### [Dataset content]
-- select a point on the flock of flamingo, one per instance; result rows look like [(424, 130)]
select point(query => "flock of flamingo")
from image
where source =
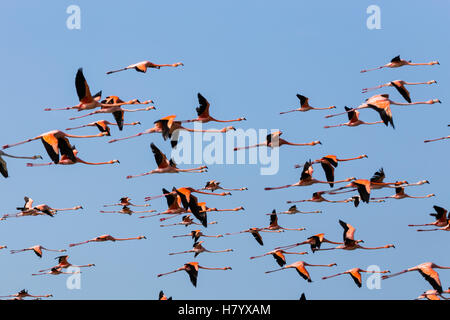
[(183, 203)]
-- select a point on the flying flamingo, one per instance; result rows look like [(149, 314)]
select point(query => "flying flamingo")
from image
[(162, 296), (314, 241), (293, 210), (192, 190), (299, 266), (127, 210), (255, 232), (441, 218), (329, 163), (353, 120), (198, 248), (125, 201), (192, 270), (166, 166), (66, 160), (396, 62), (203, 112), (37, 250), (400, 194), (349, 241), (306, 178), (63, 263), (279, 256), (381, 103), (355, 273), (214, 185), (273, 140), (274, 224), (55, 272), (362, 185), (87, 101), (117, 112), (102, 126), (400, 86), (444, 228), (196, 234), (443, 138), (189, 202), (202, 209), (4, 168), (24, 294), (169, 128), (426, 269), (173, 204), (317, 197), (29, 210), (186, 221), (56, 142), (106, 237), (433, 295), (143, 65), (304, 105)]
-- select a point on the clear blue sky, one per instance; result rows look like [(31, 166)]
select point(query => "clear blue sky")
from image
[(249, 59)]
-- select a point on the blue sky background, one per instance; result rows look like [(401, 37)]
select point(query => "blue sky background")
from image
[(248, 59)]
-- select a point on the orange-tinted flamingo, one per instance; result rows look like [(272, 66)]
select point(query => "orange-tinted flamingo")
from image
[(144, 65), (275, 226), (169, 128), (306, 178), (55, 272), (349, 241), (203, 112), (441, 218), (214, 185), (273, 140), (353, 120), (279, 256), (24, 294), (37, 250), (127, 210), (397, 62), (196, 234), (400, 194), (300, 267), (103, 126), (314, 241), (329, 163), (186, 221), (304, 105), (400, 86), (198, 248), (67, 160), (89, 101), (255, 232), (3, 166), (106, 237), (355, 273), (125, 201), (165, 165), (293, 210), (192, 270), (427, 271), (56, 142), (63, 263), (162, 296)]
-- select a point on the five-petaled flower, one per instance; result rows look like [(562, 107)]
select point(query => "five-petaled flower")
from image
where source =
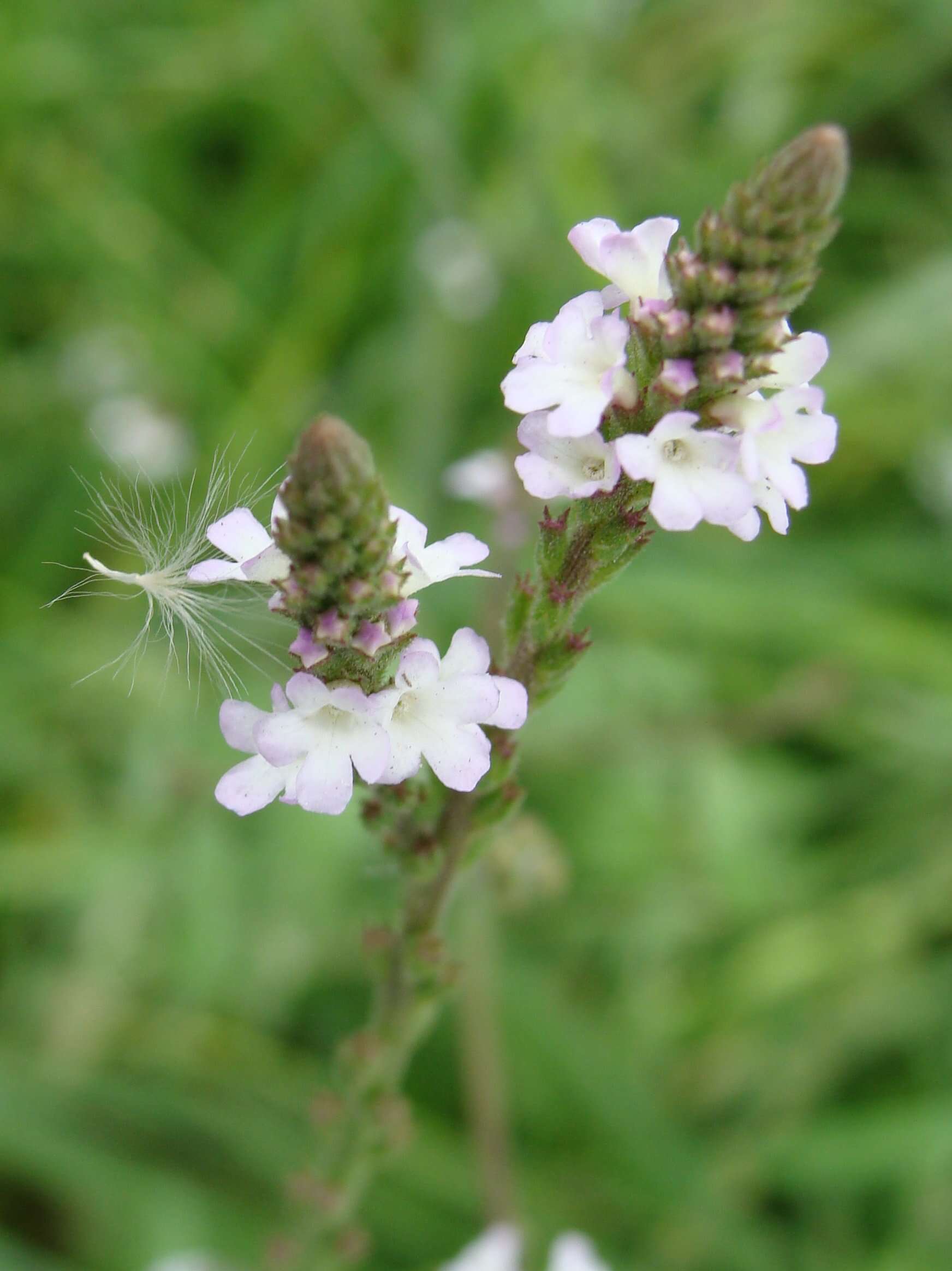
[(633, 261), (574, 366), (448, 559), (563, 467), (438, 704), (787, 429), (316, 739), (694, 473)]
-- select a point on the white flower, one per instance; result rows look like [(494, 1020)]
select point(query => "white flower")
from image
[(501, 1249), (438, 562), (798, 363), (632, 260), (575, 364), (768, 500), (694, 473), (570, 467), (778, 432), (439, 704), (328, 733), (253, 783), (254, 556)]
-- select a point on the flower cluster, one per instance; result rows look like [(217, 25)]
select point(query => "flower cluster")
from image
[(317, 734), (724, 463), (307, 749)]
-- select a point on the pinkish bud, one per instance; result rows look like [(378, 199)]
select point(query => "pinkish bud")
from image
[(402, 618), (309, 651), (331, 626), (674, 323), (678, 377), (728, 365), (653, 307), (390, 583), (717, 323), (370, 638)]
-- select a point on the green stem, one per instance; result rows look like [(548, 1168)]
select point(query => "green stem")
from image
[(413, 975)]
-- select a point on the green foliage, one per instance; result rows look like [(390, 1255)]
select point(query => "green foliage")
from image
[(728, 1039), (337, 534)]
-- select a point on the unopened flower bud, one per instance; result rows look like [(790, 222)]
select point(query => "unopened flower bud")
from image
[(678, 378)]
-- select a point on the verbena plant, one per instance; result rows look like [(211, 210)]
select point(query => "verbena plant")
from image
[(675, 394)]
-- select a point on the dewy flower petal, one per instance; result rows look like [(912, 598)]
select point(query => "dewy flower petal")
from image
[(308, 748), (694, 473), (254, 557), (253, 783), (632, 260), (563, 467), (439, 704), (768, 500), (447, 559), (798, 363), (574, 366), (778, 432), (309, 650)]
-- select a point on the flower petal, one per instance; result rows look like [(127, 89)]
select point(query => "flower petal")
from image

### [Given instruction]
Copy out the items word for word, beginning with the line that contains "-- select a point on the clear" and continuing through the line that contains "263), (162, 296)]", with both of those lines included.

### [Task output]
-- select a point on the clear blue sky, one per instance; result rows look like [(31, 166)]
select point(query => "clear blue sky")
from image
[(249, 59)]
-- select a point on the blue sky background, one per instance; result rows look like [(401, 37)]
select point(query => "blue sky background")
from image
[(248, 59)]
-- select a point on the orange-tinted flamingo, one per instance; result rows look like [(272, 66)]
select point(query => "orange-tinted flamingo")
from image
[(144, 65), (275, 226), (169, 128), (306, 178), (55, 272), (349, 241), (203, 112), (441, 218), (214, 185), (273, 140), (353, 120), (279, 256), (24, 294), (37, 250), (127, 210), (397, 62), (196, 234), (400, 194), (300, 267), (103, 126), (314, 241), (329, 163), (186, 221), (304, 105), (400, 86), (198, 248), (67, 160), (89, 101), (255, 232), (3, 166), (106, 237), (355, 273), (125, 201), (165, 165), (293, 210), (192, 270), (427, 271), (56, 142), (63, 263), (162, 296)]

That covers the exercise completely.